Text passage:
2) My hubby’s idea of an early-morning, marital-relationship-building-exercise…AKA covering the silage pile.

My husband's comment when I asked him to take a picture of us working? "If I take the picture of you, won't they wonder why I'm not working too?"



The best part of this yearly routine was the beautiful sunrise I was able to take in:

Another beautiful fall morning.



3) And don’t forget, the ever-wonderful job of spraying out the horsetrailer after hauling the cows and calves home from weaning!

It's a dirty job, but someone's gotta do it!



These coveralls, bibs, whatever you want to call them, they will quickly become a staple in my wardrobe. They are warm, comfortable and easy to care for…all things that are a MUST in my house!

To win a pair of Carhartt Bib Overalls of your own please visit The Real Farmwives to sign up for their giveaway. Seriously, do it. They are amazing. I will never buy another pair of men’s bibs again!!! 🙂

Carhartt did provide me with this product to review but the thoughts and opinions expressed here are my own.

Frosty Farm

We were really, really close to a frost this morning…and our farm isn’t ready for that! (Of course, Mother Nature never waits ’til you’re ready, though.)

So, what does frost mean for the farm?

Well…it means work.

Frost kills the plant, which in turn makes the fruit of the plant ripen sooner than planned. Unfortunately, when plants don’t ripen on their own, and a frost helps ripen them, they can all ripen at the same time. Which is stressful!

Today our high is supposed to be mid-50’s, tonight a low of upper-20’s, and then a slow warm up again. It’s hard to plan in the fall, because you never know what the day is going to bring. My boys leave for school in heavy jackets and come back without them. You start the day in long sleeves and end the day in shorts. It’s crazy, but it’s the same thing every fall.

Another sure sign of fall? I was up ’til almost 2 this morning, canning the vegetables that were ready to go, just in case frost did set in. I’m a tired prairie mama today!

Just some of the produce now prepared for winter!


Tuesday Farm Update

So, during all this craziness, I actually got my Flipcam out again and shot some video of Wheat Harvest 2011. It’s not my best work, but at this point, I’m surprised it’s not just a video of me in the fetal position in the corner sucking my thumb and clicking my heels, saying, “There’s no place like home.” I think you get my point.


New perspective

We are entering a new ballgame here at the Wagner Farm. One I never expected to have to face, but can’t wait to see the results!

Provided data:
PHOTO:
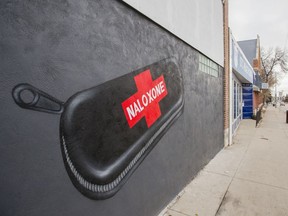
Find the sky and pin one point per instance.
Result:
(266, 18)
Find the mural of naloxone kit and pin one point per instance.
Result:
(106, 131)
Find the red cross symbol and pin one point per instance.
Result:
(144, 103)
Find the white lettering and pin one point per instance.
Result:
(162, 86)
(150, 97)
(145, 100)
(153, 95)
(138, 102)
(136, 108)
(130, 112)
(158, 89)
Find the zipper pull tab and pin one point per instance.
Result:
(29, 97)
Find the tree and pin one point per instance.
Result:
(274, 64)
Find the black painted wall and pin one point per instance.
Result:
(63, 47)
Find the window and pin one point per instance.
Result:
(208, 66)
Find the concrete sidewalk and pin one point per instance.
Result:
(248, 178)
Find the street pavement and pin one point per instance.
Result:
(250, 177)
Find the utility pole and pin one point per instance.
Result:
(276, 89)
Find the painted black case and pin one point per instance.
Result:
(106, 131)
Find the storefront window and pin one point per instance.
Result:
(237, 99)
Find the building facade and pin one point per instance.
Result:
(251, 49)
(241, 86)
(136, 89)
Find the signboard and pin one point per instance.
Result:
(239, 62)
(106, 131)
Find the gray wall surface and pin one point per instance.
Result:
(63, 47)
(199, 23)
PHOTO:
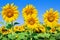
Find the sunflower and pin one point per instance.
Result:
(40, 28)
(31, 22)
(53, 30)
(51, 18)
(29, 10)
(10, 12)
(5, 31)
(19, 28)
(58, 27)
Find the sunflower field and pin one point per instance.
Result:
(32, 29)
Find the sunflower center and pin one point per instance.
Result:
(51, 18)
(9, 13)
(29, 11)
(31, 21)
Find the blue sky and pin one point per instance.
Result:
(40, 5)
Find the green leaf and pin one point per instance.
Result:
(16, 23)
(9, 26)
(1, 22)
(12, 36)
(48, 28)
(4, 38)
(58, 36)
(47, 35)
(44, 35)
(52, 38)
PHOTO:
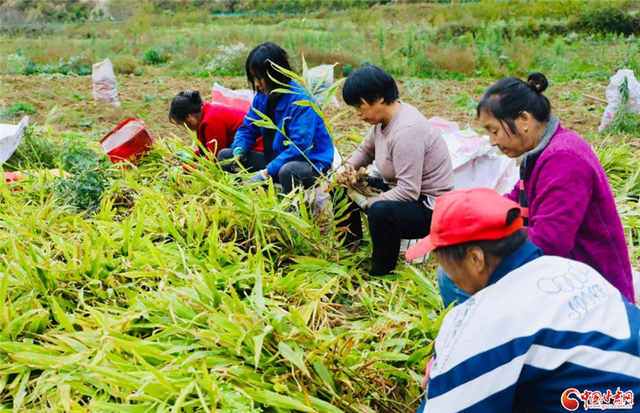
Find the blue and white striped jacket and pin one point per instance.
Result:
(550, 325)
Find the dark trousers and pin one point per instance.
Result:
(292, 174)
(389, 223)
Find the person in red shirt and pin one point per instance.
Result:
(214, 124)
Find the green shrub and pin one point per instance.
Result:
(610, 19)
(155, 56)
(20, 108)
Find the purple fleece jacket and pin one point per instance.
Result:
(572, 212)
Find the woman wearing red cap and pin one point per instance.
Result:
(215, 125)
(564, 193)
(504, 351)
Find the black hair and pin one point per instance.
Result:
(370, 83)
(500, 248)
(259, 65)
(184, 104)
(509, 97)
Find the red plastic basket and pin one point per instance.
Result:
(127, 141)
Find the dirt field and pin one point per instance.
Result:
(148, 98)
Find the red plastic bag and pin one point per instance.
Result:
(127, 141)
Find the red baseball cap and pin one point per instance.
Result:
(473, 214)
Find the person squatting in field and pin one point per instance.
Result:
(215, 125)
(567, 203)
(413, 161)
(533, 326)
(301, 150)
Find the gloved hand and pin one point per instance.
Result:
(357, 197)
(239, 155)
(260, 176)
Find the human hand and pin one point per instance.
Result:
(239, 155)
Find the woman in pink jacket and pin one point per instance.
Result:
(563, 189)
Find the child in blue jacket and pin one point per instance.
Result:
(283, 160)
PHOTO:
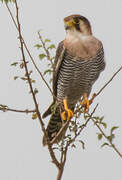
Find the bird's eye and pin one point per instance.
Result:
(76, 21)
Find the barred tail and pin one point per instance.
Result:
(54, 125)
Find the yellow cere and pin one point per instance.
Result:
(70, 23)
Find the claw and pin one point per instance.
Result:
(86, 103)
(67, 111)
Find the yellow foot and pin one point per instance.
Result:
(91, 100)
(85, 103)
(67, 114)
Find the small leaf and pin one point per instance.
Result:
(113, 128)
(105, 144)
(33, 81)
(99, 136)
(36, 91)
(47, 40)
(100, 119)
(41, 56)
(52, 46)
(73, 146)
(23, 78)
(34, 116)
(14, 64)
(104, 124)
(22, 65)
(15, 77)
(3, 106)
(110, 138)
(47, 71)
(82, 143)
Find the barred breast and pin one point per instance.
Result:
(76, 76)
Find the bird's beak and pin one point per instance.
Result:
(68, 24)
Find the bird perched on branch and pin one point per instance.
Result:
(78, 63)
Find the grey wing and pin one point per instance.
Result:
(58, 60)
(57, 63)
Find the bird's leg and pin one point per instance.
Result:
(86, 103)
(91, 100)
(67, 110)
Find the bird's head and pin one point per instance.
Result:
(77, 23)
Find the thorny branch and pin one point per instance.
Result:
(55, 161)
(59, 165)
(11, 15)
(4, 109)
(102, 132)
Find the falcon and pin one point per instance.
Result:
(78, 63)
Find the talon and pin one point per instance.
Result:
(85, 103)
(91, 100)
(67, 110)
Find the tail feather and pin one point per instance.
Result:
(48, 111)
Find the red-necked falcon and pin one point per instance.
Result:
(78, 63)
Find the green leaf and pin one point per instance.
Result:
(113, 128)
(36, 91)
(41, 56)
(104, 124)
(105, 144)
(15, 77)
(47, 71)
(3, 106)
(99, 136)
(110, 138)
(100, 119)
(38, 46)
(52, 46)
(14, 64)
(82, 143)
(6, 1)
(73, 146)
(34, 116)
(47, 40)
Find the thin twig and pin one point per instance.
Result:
(55, 161)
(45, 49)
(102, 132)
(16, 110)
(11, 15)
(108, 81)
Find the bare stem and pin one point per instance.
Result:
(5, 109)
(102, 132)
(54, 160)
(32, 60)
(108, 81)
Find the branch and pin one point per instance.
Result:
(102, 132)
(32, 60)
(54, 160)
(45, 49)
(4, 109)
(108, 81)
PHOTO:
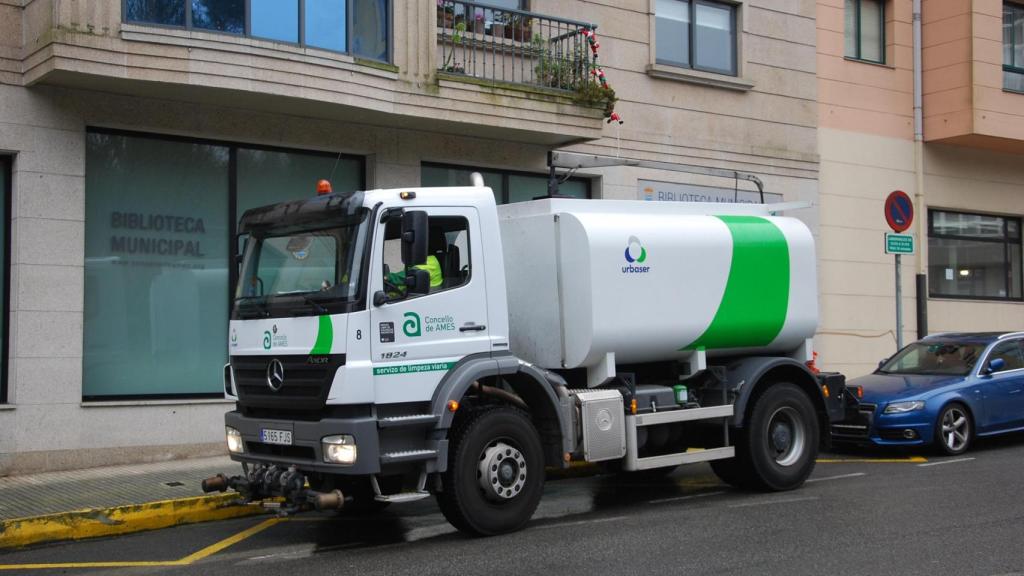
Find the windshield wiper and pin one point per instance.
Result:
(316, 305)
(260, 304)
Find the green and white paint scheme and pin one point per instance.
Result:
(725, 278)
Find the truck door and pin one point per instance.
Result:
(416, 339)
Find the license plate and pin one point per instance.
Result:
(267, 436)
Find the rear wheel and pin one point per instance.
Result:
(953, 430)
(495, 474)
(777, 447)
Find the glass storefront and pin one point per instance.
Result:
(158, 253)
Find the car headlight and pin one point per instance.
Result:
(903, 407)
(235, 444)
(339, 449)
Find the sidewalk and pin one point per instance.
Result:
(112, 500)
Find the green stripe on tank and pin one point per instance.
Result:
(325, 336)
(757, 294)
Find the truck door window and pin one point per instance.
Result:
(448, 254)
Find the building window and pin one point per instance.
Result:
(508, 186)
(5, 190)
(865, 30)
(356, 27)
(974, 256)
(160, 217)
(1013, 47)
(696, 34)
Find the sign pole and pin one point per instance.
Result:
(899, 306)
(899, 215)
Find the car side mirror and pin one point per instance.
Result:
(414, 238)
(995, 365)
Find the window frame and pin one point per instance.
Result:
(232, 228)
(247, 32)
(883, 41)
(1014, 67)
(7, 169)
(588, 182)
(1006, 241)
(982, 366)
(382, 223)
(734, 21)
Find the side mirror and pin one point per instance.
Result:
(414, 238)
(417, 281)
(995, 365)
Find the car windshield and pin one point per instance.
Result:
(314, 266)
(953, 359)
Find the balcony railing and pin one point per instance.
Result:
(513, 46)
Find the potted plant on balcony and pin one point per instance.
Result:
(519, 28)
(445, 14)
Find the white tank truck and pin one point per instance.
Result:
(392, 344)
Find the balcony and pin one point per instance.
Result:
(400, 70)
(513, 48)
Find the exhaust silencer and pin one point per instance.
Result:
(215, 484)
(332, 500)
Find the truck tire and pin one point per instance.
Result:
(495, 474)
(777, 447)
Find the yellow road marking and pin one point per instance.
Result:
(214, 548)
(190, 559)
(910, 460)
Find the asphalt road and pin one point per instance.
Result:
(871, 512)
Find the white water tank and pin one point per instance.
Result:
(654, 281)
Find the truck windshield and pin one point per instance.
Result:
(953, 359)
(314, 269)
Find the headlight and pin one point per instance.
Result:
(902, 407)
(235, 445)
(339, 449)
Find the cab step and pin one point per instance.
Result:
(408, 456)
(410, 420)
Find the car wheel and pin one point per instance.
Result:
(954, 430)
(495, 476)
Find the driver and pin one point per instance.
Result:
(432, 265)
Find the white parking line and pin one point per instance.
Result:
(690, 497)
(840, 477)
(946, 462)
(776, 501)
(581, 522)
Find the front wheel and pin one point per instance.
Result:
(495, 474)
(777, 447)
(953, 430)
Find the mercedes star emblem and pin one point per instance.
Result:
(275, 374)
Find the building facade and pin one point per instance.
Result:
(133, 133)
(966, 172)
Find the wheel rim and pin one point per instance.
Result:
(502, 471)
(955, 429)
(786, 436)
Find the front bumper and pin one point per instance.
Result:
(865, 423)
(305, 452)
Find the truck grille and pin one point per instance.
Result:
(305, 384)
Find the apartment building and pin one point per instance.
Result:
(965, 170)
(133, 133)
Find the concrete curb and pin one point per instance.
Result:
(120, 520)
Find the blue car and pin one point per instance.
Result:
(942, 391)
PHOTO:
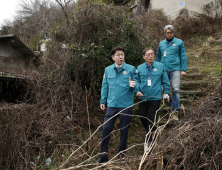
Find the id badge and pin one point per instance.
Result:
(149, 82)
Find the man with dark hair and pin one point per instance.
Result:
(117, 94)
(171, 52)
(152, 79)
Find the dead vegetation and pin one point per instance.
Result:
(61, 111)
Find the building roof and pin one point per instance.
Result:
(16, 43)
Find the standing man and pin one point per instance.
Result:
(117, 93)
(152, 78)
(171, 52)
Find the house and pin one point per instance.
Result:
(17, 62)
(171, 8)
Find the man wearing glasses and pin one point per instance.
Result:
(152, 79)
(171, 52)
(117, 94)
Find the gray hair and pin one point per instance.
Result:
(169, 27)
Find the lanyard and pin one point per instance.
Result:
(168, 44)
(149, 71)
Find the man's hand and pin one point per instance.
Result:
(102, 106)
(182, 73)
(166, 97)
(139, 94)
(132, 83)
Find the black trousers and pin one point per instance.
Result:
(148, 110)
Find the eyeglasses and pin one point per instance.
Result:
(118, 55)
(169, 33)
(149, 54)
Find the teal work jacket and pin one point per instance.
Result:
(115, 91)
(176, 58)
(158, 78)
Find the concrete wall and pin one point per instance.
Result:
(171, 8)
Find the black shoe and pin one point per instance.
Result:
(101, 160)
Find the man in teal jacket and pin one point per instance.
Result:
(152, 79)
(171, 52)
(117, 93)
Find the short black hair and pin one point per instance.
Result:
(113, 51)
(146, 49)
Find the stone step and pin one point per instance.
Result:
(188, 85)
(192, 76)
(193, 70)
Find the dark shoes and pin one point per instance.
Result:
(101, 160)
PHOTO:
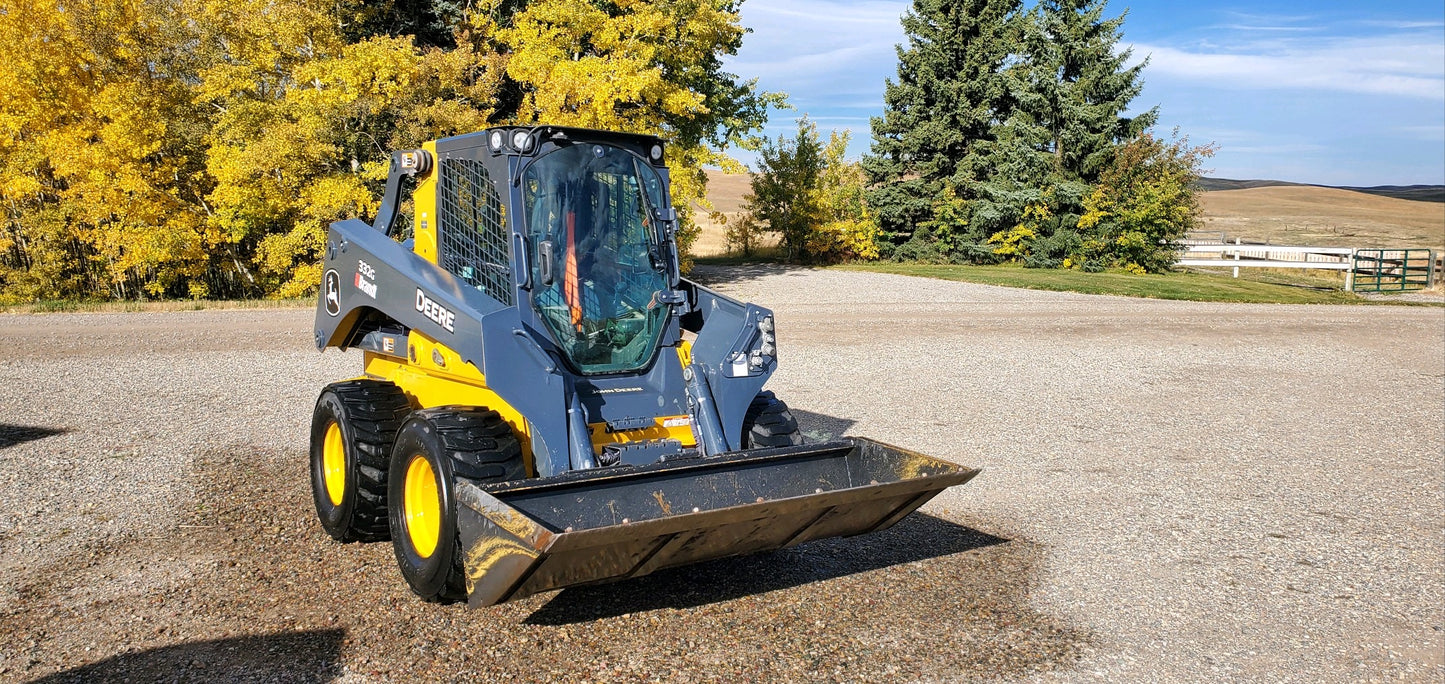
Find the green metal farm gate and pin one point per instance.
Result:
(1392, 269)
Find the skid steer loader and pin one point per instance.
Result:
(545, 401)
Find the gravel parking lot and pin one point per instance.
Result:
(1169, 490)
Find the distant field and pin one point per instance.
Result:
(1304, 214)
(1280, 214)
(726, 193)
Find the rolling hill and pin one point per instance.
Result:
(1276, 211)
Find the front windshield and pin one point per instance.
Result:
(591, 203)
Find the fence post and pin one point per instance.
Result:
(1236, 256)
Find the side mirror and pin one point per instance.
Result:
(545, 258)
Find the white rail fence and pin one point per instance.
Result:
(1374, 265)
(1267, 256)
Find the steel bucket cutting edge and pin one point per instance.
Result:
(610, 524)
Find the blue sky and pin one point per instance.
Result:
(1309, 91)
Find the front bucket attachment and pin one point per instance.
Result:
(598, 525)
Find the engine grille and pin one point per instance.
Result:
(473, 229)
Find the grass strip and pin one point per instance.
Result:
(132, 307)
(1175, 285)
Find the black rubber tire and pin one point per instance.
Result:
(768, 422)
(471, 443)
(369, 412)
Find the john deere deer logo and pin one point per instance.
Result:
(333, 292)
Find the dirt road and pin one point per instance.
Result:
(1171, 490)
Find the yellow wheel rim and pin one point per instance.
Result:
(334, 463)
(422, 506)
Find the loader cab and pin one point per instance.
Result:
(598, 274)
(571, 226)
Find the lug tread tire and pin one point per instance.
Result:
(768, 422)
(479, 441)
(373, 411)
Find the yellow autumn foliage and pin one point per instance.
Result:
(200, 148)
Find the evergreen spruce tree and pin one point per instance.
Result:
(1070, 88)
(947, 99)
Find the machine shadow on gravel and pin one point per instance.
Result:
(736, 274)
(311, 655)
(15, 434)
(916, 538)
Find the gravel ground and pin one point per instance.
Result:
(1171, 490)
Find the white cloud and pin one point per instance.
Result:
(821, 49)
(1408, 65)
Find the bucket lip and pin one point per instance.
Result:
(611, 473)
(674, 466)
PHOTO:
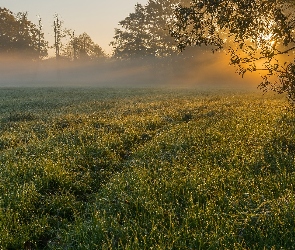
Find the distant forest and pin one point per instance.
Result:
(144, 33)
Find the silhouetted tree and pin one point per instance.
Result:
(146, 31)
(19, 36)
(58, 35)
(133, 41)
(259, 36)
(82, 47)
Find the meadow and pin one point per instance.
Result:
(90, 168)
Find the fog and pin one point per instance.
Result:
(202, 69)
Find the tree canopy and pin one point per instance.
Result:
(18, 35)
(82, 47)
(145, 32)
(258, 35)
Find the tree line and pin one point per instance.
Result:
(21, 37)
(144, 33)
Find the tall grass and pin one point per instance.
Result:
(145, 169)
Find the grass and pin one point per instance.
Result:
(145, 169)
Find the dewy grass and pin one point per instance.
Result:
(145, 169)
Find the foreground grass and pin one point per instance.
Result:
(145, 169)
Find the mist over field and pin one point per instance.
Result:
(195, 70)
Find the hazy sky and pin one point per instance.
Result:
(98, 18)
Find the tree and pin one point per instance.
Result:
(19, 36)
(82, 47)
(145, 33)
(258, 35)
(59, 33)
(133, 40)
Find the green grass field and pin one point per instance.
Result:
(145, 169)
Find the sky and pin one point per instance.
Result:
(98, 18)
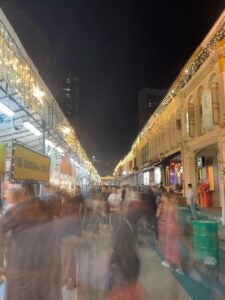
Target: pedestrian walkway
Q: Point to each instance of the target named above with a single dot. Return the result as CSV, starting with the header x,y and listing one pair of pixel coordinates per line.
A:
x,y
158,282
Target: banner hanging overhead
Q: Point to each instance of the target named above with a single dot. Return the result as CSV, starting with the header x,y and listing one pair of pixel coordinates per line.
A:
x,y
2,159
29,164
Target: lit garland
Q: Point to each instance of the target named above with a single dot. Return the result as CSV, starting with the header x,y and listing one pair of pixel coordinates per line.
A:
x,y
190,71
194,64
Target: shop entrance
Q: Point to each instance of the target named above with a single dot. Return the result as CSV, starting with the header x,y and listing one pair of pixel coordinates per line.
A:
x,y
173,171
207,174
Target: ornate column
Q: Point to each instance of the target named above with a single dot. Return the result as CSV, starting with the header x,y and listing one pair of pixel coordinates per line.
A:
x,y
215,103
189,169
221,161
221,138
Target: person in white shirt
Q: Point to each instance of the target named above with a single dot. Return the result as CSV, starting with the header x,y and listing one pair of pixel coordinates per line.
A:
x,y
115,202
191,202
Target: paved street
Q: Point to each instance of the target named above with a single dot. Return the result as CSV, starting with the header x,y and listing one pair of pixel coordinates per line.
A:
x,y
158,282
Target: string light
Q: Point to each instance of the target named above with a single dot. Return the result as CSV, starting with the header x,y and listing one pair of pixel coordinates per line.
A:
x,y
20,73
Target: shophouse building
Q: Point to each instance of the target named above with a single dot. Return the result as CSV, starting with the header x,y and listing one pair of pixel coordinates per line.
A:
x,y
184,140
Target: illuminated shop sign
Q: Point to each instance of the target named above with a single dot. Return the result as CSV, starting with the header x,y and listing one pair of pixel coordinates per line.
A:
x,y
29,164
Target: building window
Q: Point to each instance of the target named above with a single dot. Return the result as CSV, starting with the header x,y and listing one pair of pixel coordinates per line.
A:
x,y
215,101
191,113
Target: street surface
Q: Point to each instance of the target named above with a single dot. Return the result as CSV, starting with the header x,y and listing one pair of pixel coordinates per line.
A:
x,y
158,282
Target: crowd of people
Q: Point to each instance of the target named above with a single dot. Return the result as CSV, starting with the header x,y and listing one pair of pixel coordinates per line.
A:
x,y
40,236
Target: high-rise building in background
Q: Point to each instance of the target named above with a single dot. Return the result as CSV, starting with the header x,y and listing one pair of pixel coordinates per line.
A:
x,y
68,96
148,101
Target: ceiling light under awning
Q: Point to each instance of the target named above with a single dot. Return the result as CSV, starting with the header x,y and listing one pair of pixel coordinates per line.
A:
x,y
7,111
60,150
32,129
49,143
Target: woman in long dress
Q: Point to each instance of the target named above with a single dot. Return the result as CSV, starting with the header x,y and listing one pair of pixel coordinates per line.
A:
x,y
169,233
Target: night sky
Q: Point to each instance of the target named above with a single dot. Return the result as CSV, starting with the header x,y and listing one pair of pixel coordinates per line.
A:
x,y
115,48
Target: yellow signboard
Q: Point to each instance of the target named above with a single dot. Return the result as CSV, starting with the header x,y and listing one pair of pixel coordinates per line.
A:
x,y
2,158
29,164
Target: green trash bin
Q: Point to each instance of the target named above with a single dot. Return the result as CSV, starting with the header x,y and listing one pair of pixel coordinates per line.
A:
x,y
205,239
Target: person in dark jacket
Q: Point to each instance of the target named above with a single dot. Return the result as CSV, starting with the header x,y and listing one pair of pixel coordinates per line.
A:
x,y
33,268
70,231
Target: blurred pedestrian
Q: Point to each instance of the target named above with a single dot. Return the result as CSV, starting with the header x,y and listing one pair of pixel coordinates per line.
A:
x,y
115,202
33,268
191,204
121,280
79,199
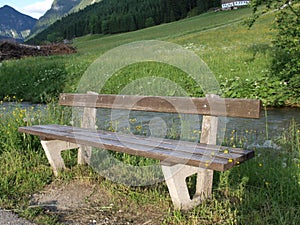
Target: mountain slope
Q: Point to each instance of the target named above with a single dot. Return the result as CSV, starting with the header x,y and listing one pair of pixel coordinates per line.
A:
x,y
14,25
114,16
59,9
83,4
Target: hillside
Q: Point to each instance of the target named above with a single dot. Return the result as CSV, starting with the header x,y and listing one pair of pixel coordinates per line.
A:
x,y
14,25
114,16
59,9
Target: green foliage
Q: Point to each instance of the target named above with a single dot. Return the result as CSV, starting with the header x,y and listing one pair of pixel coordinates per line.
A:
x,y
113,16
38,79
271,91
285,63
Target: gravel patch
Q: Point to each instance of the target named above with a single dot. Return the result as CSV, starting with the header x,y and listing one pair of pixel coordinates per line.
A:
x,y
8,217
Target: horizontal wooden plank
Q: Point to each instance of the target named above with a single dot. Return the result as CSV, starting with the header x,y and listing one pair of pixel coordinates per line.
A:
x,y
172,151
215,106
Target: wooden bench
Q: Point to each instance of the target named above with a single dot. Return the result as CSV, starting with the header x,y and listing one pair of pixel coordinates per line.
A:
x,y
179,159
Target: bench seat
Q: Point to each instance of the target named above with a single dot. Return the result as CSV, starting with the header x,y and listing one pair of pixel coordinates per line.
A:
x,y
207,156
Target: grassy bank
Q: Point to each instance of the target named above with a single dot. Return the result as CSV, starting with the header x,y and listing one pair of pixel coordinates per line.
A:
x,y
264,190
238,57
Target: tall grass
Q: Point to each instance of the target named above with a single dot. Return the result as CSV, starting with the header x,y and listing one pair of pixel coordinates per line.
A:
x,y
264,190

Assignment 1: List each quality the farm blog passage gives for the coveralls.
Assignment 2: Proceed with the farm blog passage, beginning after its final sentence.
The rows have no connection to the farm blog passage.

Final answer 1: warm, comfortable, easy to care for

Final answer 2:
Our youngest son seems to have a condition that doesn’t allow him to breakdown proteins. The solution to this problem, at this time, is to limit his protein intake. Quite an interesting situation for a cattle family, to say the least. But, in the true sense of making lemonade out of lemons, I look forward to the road we’re going down. I can’t wait to see what I can learn!

Don’t get me wrong, my family will not become vegans, and I have no intention of changing our way of life, but everything will be done from a whole new perspective.

Now, I have always been one to understand that there are people in this world who make choices based on true science, medical advice and thorough research. I respect and admire those people and understand completely why they make the choices that they make.

On the other hand, there is an even larger group of people that prey on fear, sling mud and use emotion and distorted information to support their cause, and feel free to spread their misinformation around the cyberworld. Those are the people that I hope to refute.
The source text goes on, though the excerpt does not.